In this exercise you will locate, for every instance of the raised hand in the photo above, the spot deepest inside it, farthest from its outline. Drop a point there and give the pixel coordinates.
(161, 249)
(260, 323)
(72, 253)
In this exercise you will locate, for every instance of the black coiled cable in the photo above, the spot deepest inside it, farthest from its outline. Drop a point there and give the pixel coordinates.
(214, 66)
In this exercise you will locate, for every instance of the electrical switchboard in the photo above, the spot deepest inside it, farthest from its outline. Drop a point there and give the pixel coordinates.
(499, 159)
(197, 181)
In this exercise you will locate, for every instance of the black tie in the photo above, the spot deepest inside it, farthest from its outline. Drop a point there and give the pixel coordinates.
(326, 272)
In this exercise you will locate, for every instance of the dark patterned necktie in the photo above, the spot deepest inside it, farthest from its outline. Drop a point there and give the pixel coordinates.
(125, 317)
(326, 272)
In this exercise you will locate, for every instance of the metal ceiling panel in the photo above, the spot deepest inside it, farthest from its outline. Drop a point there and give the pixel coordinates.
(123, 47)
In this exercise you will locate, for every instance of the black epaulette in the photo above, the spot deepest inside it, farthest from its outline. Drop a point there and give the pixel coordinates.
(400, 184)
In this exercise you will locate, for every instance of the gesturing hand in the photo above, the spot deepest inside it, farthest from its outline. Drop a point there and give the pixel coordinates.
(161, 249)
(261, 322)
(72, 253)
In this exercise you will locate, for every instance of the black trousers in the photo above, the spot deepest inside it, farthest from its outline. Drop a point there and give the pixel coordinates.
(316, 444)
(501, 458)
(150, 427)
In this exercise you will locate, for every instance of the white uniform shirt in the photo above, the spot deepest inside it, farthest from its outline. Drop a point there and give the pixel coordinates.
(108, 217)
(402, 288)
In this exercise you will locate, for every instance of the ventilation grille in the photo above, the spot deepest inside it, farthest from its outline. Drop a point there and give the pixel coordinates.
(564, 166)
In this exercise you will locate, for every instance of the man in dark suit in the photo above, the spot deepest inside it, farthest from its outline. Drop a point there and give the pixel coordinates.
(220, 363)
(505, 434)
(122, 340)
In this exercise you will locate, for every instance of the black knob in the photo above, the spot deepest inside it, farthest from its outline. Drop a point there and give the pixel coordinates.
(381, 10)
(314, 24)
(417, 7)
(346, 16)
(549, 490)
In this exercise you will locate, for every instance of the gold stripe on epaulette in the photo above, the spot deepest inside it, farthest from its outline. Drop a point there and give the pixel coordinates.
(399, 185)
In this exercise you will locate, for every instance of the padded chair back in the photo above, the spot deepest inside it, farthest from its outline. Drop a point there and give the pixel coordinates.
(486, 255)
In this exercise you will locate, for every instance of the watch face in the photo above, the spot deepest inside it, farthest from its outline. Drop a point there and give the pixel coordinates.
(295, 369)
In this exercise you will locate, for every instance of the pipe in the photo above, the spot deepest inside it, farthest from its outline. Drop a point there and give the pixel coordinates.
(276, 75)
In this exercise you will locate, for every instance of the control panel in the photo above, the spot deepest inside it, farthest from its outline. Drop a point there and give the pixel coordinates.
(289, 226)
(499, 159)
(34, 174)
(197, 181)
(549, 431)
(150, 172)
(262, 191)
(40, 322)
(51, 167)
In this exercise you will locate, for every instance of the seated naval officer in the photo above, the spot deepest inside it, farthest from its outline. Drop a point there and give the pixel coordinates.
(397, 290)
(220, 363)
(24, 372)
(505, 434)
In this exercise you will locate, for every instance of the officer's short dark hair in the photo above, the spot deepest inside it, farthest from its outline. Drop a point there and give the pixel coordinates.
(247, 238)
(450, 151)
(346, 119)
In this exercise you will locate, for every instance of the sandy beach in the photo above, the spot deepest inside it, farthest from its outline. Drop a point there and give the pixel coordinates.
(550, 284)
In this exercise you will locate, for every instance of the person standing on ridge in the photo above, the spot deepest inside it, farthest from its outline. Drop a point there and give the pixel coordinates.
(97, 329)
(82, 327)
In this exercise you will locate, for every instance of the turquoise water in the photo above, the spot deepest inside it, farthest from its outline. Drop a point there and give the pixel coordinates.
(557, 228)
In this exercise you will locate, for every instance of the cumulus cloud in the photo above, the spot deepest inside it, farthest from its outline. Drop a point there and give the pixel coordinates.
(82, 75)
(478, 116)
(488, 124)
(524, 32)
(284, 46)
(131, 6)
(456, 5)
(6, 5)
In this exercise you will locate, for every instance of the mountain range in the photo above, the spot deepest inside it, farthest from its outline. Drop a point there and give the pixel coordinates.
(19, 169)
_____
Reproduce the material above in full, word for word.

In this exercise you will locate, for every instance of the raised hand in the photo above, the spot deepest inside it, farthest from its outline. Drop a point there and give the pixel coordinates.
(161, 249)
(260, 323)
(72, 253)
In this exercise you will locate, for every instance of the black coiled cable in the photo above, the spot deepest inside it, farthest from its outline. Drop a point there and give the pixel coordinates.
(214, 66)
In this exercise you will locate, for every instance of the electrical switchboard in the photo above, the spot deepest inside it, farthest from its outline. Drop a point there and give the pixel coordinates.
(499, 159)
(197, 181)
In this exercise you will locate, for every instance of the black tie in the photo above, the spot deepest inside it, farthest from its outline. Drop a point there and give the pixel coordinates.
(326, 272)
In this exercise you will locate, for every instance of the dark patterned necktie in the photo above, the spot deepest inside it, farthest from its outline. Drop a point there and give the pixel coordinates.
(125, 317)
(326, 272)
In this exercise you will locate, for every instance of the metal ceiling panel in the photo above, the spot deepest inside it, farthest from its outline. Drop a point there and give the pixel coordinates.
(123, 47)
In this exercise you will locate, for every instance of the black epaulette in the photo above, the spot deepest inside it, farthest from its outline. Drop a point there and give the pixel coordinates.
(400, 184)
In this exercise you will locate, for every instance of the gesturing hand in the photo above, the spot deepest inside it, farthest from its outline. Drop a point there and give the pixel coordinates.
(161, 249)
(261, 322)
(72, 253)
In this exercise you will locate, for every instance of the black trousers in the photo above, the spot deepest inside it, farthest from its outline. Drop a point there and give the pixel coordinates.
(316, 444)
(501, 458)
(150, 427)
In this exercise you will locate, for every instance of the white uniform shirt in the photo above, the spot deepest inside it, farthest from its outline. Drop a point there and give the pixel coordinates.
(108, 217)
(402, 288)
In this exercise you will locate, for every instance of the ventilation grille in the photo above, the spot deepest inside it, farthest from its outline. Drop a point there and give the pixel coordinates.
(564, 166)
In this exercise you will locate, for every instance of the man in dark suit in the photo above, the spot deepest inside it, farthest from its outline. Drop a point there and give the pixel coordinates.
(220, 363)
(505, 434)
(122, 340)
In this exercise you will locate, for every instance of the black knob in the photo above, the spot deepest inside it, farthest from its outline. Drop a point there and give the pixel coordinates.
(381, 10)
(314, 24)
(417, 7)
(346, 16)
(549, 490)
In this exercise you will locate, for every instance of the gold stripe on epaulette in the photo above, the spot deepest inside it, farthest from its outline. Drop a point there and give the pixel coordinates.
(399, 185)
In this exercise you will locate, for every instance of the padded chair back in the photo above, the spot deepest inside it, farthest from its outline. Drop a point there and give the pixel coordinates.
(486, 255)
In this exercise you will locate, for every instance of the watch face in the photo above, the spot deepest inside it, farthest from its outline. Drop a point there and give the pixel coordinates.
(295, 369)
In this exercise you will locate, for every instance of the pipe in the photo above, the spot deepest inside it, farthest from its outline. Drop a point there and give the pixel coordinates.
(276, 75)
In this exercise you will locate, for every instance of the control panel in the photo above, the spot deepest inside it, farthest from its outline. Drop a point there and give the pixel coordinates.
(289, 226)
(499, 159)
(34, 174)
(197, 181)
(549, 431)
(150, 172)
(262, 191)
(40, 322)
(51, 167)
In this exercise you will locate, for every instance of the seated naval officer in the photo above, the spot deepest inside it, farthest from its outline. Drop a point there and give the pixel coordinates.
(397, 290)
(220, 363)
(24, 372)
(505, 434)
In this exercise you will locate, for every instance of the officer's short dark hair in the photo above, the spot deepest inside it, farthest from its outline. Drop a point there and give the pixel coordinates.
(247, 238)
(450, 151)
(346, 119)
In this exercise you will locate, for every instance of the sandy beach in the photo above, the spot deepest inside it, farthest from its outline. Drop a point there and give the pixel coordinates.
(550, 284)
In this exercise you will locate, for every instance of the person standing on ridge in the photo above, the spot deepest inside it, farthest from its outline. Drop a point there and give the pixel coordinates.
(97, 329)
(82, 327)
In this exercise you will locate, for every instance of the turquoise water in the photo above, the spot deepest inside it, farthest from its outline. Drop a point there and give the pixel coordinates.
(557, 228)
In this exercise you will locate, for every instance of the cumulus cloud in the photo above, the spot deepest inside it, farthest from its outline. Drop a point there and give the pixel coordinates.
(82, 75)
(478, 116)
(488, 124)
(524, 32)
(284, 46)
(131, 6)
(456, 5)
(6, 5)
In this exercise you will locate, for every instance of the mountain range in the photo above, the spot deepest inside it, farthest from its outline. Drop a point there and give the pixel coordinates.
(19, 169)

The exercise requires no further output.